[DATA FOR THIS EXERCISE]
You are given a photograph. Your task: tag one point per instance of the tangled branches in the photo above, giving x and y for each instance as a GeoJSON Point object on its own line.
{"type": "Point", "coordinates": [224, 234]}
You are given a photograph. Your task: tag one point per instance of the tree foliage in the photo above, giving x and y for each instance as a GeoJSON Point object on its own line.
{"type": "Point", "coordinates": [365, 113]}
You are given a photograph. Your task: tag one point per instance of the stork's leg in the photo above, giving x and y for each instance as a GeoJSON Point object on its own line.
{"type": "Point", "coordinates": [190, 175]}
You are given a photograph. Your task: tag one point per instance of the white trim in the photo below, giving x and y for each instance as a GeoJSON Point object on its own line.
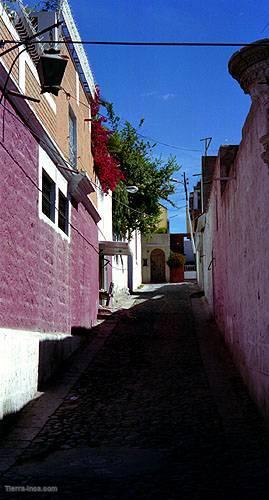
{"type": "Point", "coordinates": [25, 57]}
{"type": "Point", "coordinates": [77, 87]}
{"type": "Point", "coordinates": [71, 26]}
{"type": "Point", "coordinates": [45, 163]}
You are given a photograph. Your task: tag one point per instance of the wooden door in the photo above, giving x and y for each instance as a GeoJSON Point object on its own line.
{"type": "Point", "coordinates": [157, 266]}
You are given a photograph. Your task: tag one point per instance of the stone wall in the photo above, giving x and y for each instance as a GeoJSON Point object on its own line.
{"type": "Point", "coordinates": [236, 237]}
{"type": "Point", "coordinates": [49, 284]}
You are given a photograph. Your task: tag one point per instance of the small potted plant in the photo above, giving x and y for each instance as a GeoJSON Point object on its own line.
{"type": "Point", "coordinates": [176, 263]}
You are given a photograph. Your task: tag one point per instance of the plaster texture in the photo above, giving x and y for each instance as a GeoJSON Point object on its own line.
{"type": "Point", "coordinates": [49, 283]}
{"type": "Point", "coordinates": [236, 235]}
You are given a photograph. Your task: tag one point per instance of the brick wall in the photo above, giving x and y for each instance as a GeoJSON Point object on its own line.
{"type": "Point", "coordinates": [236, 236]}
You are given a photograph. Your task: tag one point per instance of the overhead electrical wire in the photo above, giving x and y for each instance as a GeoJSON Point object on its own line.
{"type": "Point", "coordinates": [69, 168]}
{"type": "Point", "coordinates": [182, 148]}
{"type": "Point", "coordinates": [143, 43]}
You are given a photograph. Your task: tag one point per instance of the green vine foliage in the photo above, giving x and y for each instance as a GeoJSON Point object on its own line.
{"type": "Point", "coordinates": [140, 168]}
{"type": "Point", "coordinates": [176, 260]}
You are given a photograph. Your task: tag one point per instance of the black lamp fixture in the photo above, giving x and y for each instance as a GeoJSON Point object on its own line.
{"type": "Point", "coordinates": [51, 67]}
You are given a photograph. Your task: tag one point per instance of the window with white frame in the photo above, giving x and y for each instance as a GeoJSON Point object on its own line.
{"type": "Point", "coordinates": [54, 205]}
{"type": "Point", "coordinates": [62, 212]}
{"type": "Point", "coordinates": [72, 138]}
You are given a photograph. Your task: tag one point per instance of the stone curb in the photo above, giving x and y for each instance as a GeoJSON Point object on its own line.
{"type": "Point", "coordinates": [36, 413]}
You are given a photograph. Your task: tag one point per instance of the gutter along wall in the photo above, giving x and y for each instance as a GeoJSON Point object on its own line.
{"type": "Point", "coordinates": [236, 231]}
{"type": "Point", "coordinates": [49, 280]}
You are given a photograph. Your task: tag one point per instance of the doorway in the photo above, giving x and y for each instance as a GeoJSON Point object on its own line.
{"type": "Point", "coordinates": [157, 266]}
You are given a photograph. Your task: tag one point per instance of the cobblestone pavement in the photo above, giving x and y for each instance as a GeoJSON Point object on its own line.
{"type": "Point", "coordinates": [159, 412]}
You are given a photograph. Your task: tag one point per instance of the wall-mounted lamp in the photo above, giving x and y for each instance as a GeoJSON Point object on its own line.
{"type": "Point", "coordinates": [132, 189]}
{"type": "Point", "coordinates": [51, 67]}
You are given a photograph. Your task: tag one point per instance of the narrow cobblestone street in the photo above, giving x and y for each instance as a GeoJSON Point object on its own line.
{"type": "Point", "coordinates": [159, 412]}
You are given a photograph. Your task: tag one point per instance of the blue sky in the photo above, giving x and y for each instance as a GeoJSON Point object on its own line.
{"type": "Point", "coordinates": [184, 94]}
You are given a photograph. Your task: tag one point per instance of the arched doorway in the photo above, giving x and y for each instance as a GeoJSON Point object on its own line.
{"type": "Point", "coordinates": [157, 266]}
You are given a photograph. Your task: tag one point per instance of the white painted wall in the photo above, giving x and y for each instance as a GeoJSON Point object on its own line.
{"type": "Point", "coordinates": [136, 248]}
{"type": "Point", "coordinates": [28, 358]}
{"type": "Point", "coordinates": [104, 205]}
{"type": "Point", "coordinates": [208, 264]}
{"type": "Point", "coordinates": [150, 243]}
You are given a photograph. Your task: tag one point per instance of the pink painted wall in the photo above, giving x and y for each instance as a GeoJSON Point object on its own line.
{"type": "Point", "coordinates": [46, 283]}
{"type": "Point", "coordinates": [240, 242]}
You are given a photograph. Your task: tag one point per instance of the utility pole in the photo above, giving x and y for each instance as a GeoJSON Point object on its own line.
{"type": "Point", "coordinates": [188, 212]}
{"type": "Point", "coordinates": [207, 141]}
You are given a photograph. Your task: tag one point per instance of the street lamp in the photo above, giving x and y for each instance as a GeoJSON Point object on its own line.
{"type": "Point", "coordinates": [51, 67]}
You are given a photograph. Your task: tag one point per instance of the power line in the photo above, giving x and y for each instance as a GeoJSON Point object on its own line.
{"type": "Point", "coordinates": [182, 148]}
{"type": "Point", "coordinates": [142, 44]}
{"type": "Point", "coordinates": [70, 169]}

[YOUR GOAL]
Every entry above has to be repeated exactly, apart from its pictures.

[RESPONSE]
You are given a photograph. Your task: tag one point per instance of the tangled branches in the photo above, giving x and y for each instance as a GeoJSON Point object on its own line.
{"type": "Point", "coordinates": [224, 234]}
You are given a photograph. Your task: tag one point per instance of the tree foliage in the photo above, giving x and y for each instance as a GeoJSON Point object on its own line.
{"type": "Point", "coordinates": [365, 113]}
You are given a photograph. Your task: tag one point per instance of the stork's leg in the photo above, giving x and y for each instance as a GeoJSON Point object on its own line.
{"type": "Point", "coordinates": [190, 175]}
You are given a photograph. Your task: tag one point per instance of the white trim in the photo below, giving x and y for each instance as a GeoJSON Point object on its own line.
{"type": "Point", "coordinates": [25, 57]}
{"type": "Point", "coordinates": [77, 87]}
{"type": "Point", "coordinates": [71, 26]}
{"type": "Point", "coordinates": [45, 163]}
You are given a photograph. Your task: tag one point per instance of the wooden door in the photo above, giving x and y for each instance as a GeoJSON Point object on its own line.
{"type": "Point", "coordinates": [157, 266]}
You are given a photograph. Your task: tag one point per instance of the stone wall in the photo above, giving x and y for each instance as a GeoJSON Point object on its own line.
{"type": "Point", "coordinates": [236, 237]}
{"type": "Point", "coordinates": [49, 284]}
You are given a photograph. Your task: tag one point per instance of the small potted plant in the photo above, giving x and y for each instance as a GeoJSON Point object on its own line.
{"type": "Point", "coordinates": [176, 263]}
You are given a photograph. Your task: tag one point per instance of the plaster texture in the photo above, giving x and y for each instance as a GeoJSON Point object on its own line.
{"type": "Point", "coordinates": [49, 283]}
{"type": "Point", "coordinates": [236, 235]}
You are given a photograph. Your task: tag one point per instance of the brick wall in the photo above, giving x and y for each instance as a GeoJSON Point object on its own line.
{"type": "Point", "coordinates": [236, 236]}
You are given a photograph. Your task: tag one point per instance of the overhead electrical wire in the photo above, giving x and y for each instance as a GeoJSON Point object on its own line.
{"type": "Point", "coordinates": [69, 168]}
{"type": "Point", "coordinates": [182, 148]}
{"type": "Point", "coordinates": [143, 43]}
You are given a photograph. Your task: tag one point per instance of the green vine foliage in the photo above, giving x and y for each instance as a GeoJSON Point object on its own line.
{"type": "Point", "coordinates": [140, 168]}
{"type": "Point", "coordinates": [176, 260]}
You are given a photograph. Your task: tag one point per instance of the black lamp fixture in the photo above, giving x and y for each instance as a GeoJSON Point object on its own line.
{"type": "Point", "coordinates": [51, 67]}
You are given a photograph. Your task: tag one point per instance of the window with white frame in the photo above, giving x and y for each instance as a GeoJSON Point object on its own line.
{"type": "Point", "coordinates": [54, 205]}
{"type": "Point", "coordinates": [62, 212]}
{"type": "Point", "coordinates": [72, 138]}
You are given a photograph. Your task: tag one point per instance of the stone curb in the photo above, giving x and y for each instance as a GeoJSON Point object on its own line.
{"type": "Point", "coordinates": [36, 413]}
You are given a photograph. Your task: tag one point per instance of the gutter along wall in the photo above, giving x and y for each instance as a GeoJSON Point object on its own line.
{"type": "Point", "coordinates": [236, 231]}
{"type": "Point", "coordinates": [49, 280]}
You are given a photograph. Your task: tag one point per instance of the doorway in the photo above, giving x and y for each instance as a GeoJSON Point object on its own line.
{"type": "Point", "coordinates": [157, 266]}
You are given a photograph. Your task: tag one point per instance of the cobblestone pavement in the photo above, giving x and y for each instance as a GeoJSON Point object on its own line.
{"type": "Point", "coordinates": [159, 412]}
You are given a photograph. Your task: tag one point per instance of the wall-mounted lamp in the photo above, giving x and y for each instance as a GeoJSON Point object on its own line.
{"type": "Point", "coordinates": [132, 189]}
{"type": "Point", "coordinates": [51, 67]}
You are given a photograph. Your task: tag one point per instance of the narrow cobblestone street in the photo above, giving x and y for each instance as a GeoJSON Point object on its own line.
{"type": "Point", "coordinates": [159, 412]}
You are given a photograph. Your task: tag one point per instance of the blue sky in the photo above, giving x and y for each instance as a GeoJSON Point object on its own line.
{"type": "Point", "coordinates": [184, 94]}
You are given a photograph. Your task: tag one point per instance of the arched doorway in the photo above, giving x and y for each instance as a GeoJSON Point object on its own line.
{"type": "Point", "coordinates": [157, 266]}
You are given a photograph. Your task: tag one point per instance of the white painted wall in the photo above, giving x and y for each instance as a GeoJSON Point object on its own line.
{"type": "Point", "coordinates": [136, 248]}
{"type": "Point", "coordinates": [28, 358]}
{"type": "Point", "coordinates": [104, 205]}
{"type": "Point", "coordinates": [208, 264]}
{"type": "Point", "coordinates": [150, 243]}
You are given a photograph. Your task: tag one point per instance of the pink painted wall in the photo above, giving x and y for each instance as a GeoJSON Point object on its own line.
{"type": "Point", "coordinates": [46, 283]}
{"type": "Point", "coordinates": [240, 242]}
You are given a photograph. Your task: tag one point per instance of the utility pole in the photo above, giving x and y for each instance as a GeoJSON Point object on its own line.
{"type": "Point", "coordinates": [188, 212]}
{"type": "Point", "coordinates": [207, 141]}
You are given a photograph. Your task: tag one point per instance of the street lamp in the photo above, giving x and y for each instance as a GeoJSON Point object on its own line.
{"type": "Point", "coordinates": [51, 67]}
You are given a photograph. Your task: tag one point per instance of the power line in the photo above, giving x and y for each instance as a GeoJSON Point object on its own line.
{"type": "Point", "coordinates": [182, 148]}
{"type": "Point", "coordinates": [142, 44]}
{"type": "Point", "coordinates": [70, 169]}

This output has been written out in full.